TEXT SECTION START

I'm a mentally ill person raising another mentally ill person. With chickens.

Thoughts on purpose

“I hope that in this year to come, you make mistakes.

Because if you are making mistakes, then you are making new things, trying new things, learning, living, pushing yourself, changing yourself, changing your world. You’re doing things you’ve never done before, and more importantly, you’re Doing Something.

So that’s my wish for you, and all of us, and my wish for myself. Make New Mistakes. Make glorious, amazing mistakes. Make mistakes nobody’s ever made before. Don’t freeze, don’t stop, don’t worry that it isn’t good enough, or it isn’t perfect, whatever it is: art, or love, or work or family or life.

Whatever it is you’re scared of doing, Do it.

Make your mistakes, next year and forever.”

–Neil Gaiman

I stumbled across that piece of Neil Gaiman’s commencement address today, and it suited my mood. Partly because I couldn’t really decide what to write about but I didn’t want to skip a day, and partly because of a conversation about mental illness and failure that I had with a friend yesterday.

He brought up the fact that he felt his life was a failure. And usually I can find something positive to say to things like that, but I didn’t want to give him a bunch of BS, so I told him the truth. I struggle with that too. He and I have similar stories: loads of education that was hard-earned, but that is now not going to use because we are at home receiving Social Security Disability benefits. And we need those benefits, because neither one of us can function without medication and regular visits to a psychiatrist. Before I had disability I went without insurance and medication for long periods, two of which ended in the psych ward. That is the reality of mental illness: it has to be treated like any other illness or it’s dangerous. But like any other treatment, psychiatric treatment isn’t without side effects. I’ve had meds that made my weight balloon up, ones that made me constantly nauseous, ones that gave me headaches, ones that gave me “cognitive difficulties”,  ones that kept me awake for days, and ones that made me sleep for days. Finding the right medication combination for a person is really an art, more than a science, and that is one of the things that makes working difficult. The other thing that makes it difficult is the illness itself of course.

I don’t always know that my mood is off. A lot of the time I think something is physically wrong with me because I will be sore or tired or have a stomach ache. But those things can signal depression too. Several of the times I’ve been fired have been for having too many sick days, and that’s more than fair, because I’ve thought I was sick, or maybe stressed myself sick, more times than most people. During my practicum semester at the middle school I had the stomach flu NINE times. And I wasn’t faking, my stomach did act up; I was very stressed out and unhappy and those are conditions that make for all kinds of symptoms to show up. I knew I had a mental illness when I went back for my Master’s, I just underestimated it. I assumed that because things had been quiet for a long time that they would stay quiet.  I hadn’t really challenged myself  in years, and it turned out to be too much. I can run on caffeine and hypomania for a while, but that takes a toll.

TEXT SECTION END
DATA FOR ANALYSIS START

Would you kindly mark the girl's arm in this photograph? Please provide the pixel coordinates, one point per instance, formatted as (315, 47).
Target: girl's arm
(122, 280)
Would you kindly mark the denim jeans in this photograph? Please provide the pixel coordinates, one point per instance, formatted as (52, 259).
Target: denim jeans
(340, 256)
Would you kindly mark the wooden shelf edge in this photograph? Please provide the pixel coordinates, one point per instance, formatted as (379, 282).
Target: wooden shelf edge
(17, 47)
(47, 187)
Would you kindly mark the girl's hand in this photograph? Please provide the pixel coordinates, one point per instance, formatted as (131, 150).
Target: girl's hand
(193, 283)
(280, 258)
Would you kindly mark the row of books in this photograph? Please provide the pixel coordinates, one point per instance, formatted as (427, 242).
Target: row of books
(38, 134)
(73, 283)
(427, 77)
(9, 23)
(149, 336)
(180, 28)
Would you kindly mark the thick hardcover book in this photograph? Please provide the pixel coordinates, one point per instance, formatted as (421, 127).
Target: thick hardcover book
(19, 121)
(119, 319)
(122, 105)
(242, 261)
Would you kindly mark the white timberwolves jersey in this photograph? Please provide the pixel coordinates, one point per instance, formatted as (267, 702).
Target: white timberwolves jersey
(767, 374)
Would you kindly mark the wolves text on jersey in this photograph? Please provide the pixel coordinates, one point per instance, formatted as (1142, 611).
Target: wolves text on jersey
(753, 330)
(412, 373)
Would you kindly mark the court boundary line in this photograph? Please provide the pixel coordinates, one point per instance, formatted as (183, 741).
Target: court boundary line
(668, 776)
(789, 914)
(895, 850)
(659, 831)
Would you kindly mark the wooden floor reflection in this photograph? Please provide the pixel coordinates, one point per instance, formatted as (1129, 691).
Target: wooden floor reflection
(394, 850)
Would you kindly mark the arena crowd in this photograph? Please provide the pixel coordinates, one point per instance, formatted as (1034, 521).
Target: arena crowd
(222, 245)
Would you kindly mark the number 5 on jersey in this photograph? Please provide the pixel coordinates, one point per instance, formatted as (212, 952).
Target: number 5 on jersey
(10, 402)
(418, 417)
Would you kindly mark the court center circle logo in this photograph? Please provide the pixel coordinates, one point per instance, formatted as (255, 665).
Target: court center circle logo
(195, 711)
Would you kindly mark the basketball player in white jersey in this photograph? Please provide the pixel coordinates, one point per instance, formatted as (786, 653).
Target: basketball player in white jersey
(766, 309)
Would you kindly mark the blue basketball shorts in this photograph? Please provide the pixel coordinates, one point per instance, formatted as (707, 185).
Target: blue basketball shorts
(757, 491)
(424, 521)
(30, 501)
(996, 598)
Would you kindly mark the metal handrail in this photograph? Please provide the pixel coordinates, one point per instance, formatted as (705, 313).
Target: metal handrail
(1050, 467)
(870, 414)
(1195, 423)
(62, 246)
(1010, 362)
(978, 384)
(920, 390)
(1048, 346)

DATA FOR ANALYSIS END

■ EXERCISE DIRECTIONS ■
Summarize the blog post above in two sentences.

■ RESULT ■
The writer shares part of a Neil Gaiman commencement address urging people to make new mistakes. The writer then recounts telling a friend who felt his life was a failure that they share that struggle, since both depend on disability benefits for the medication and psychiatric care they need, while medication side effects and mood problems the writer doesn't always recognize have made working difficult.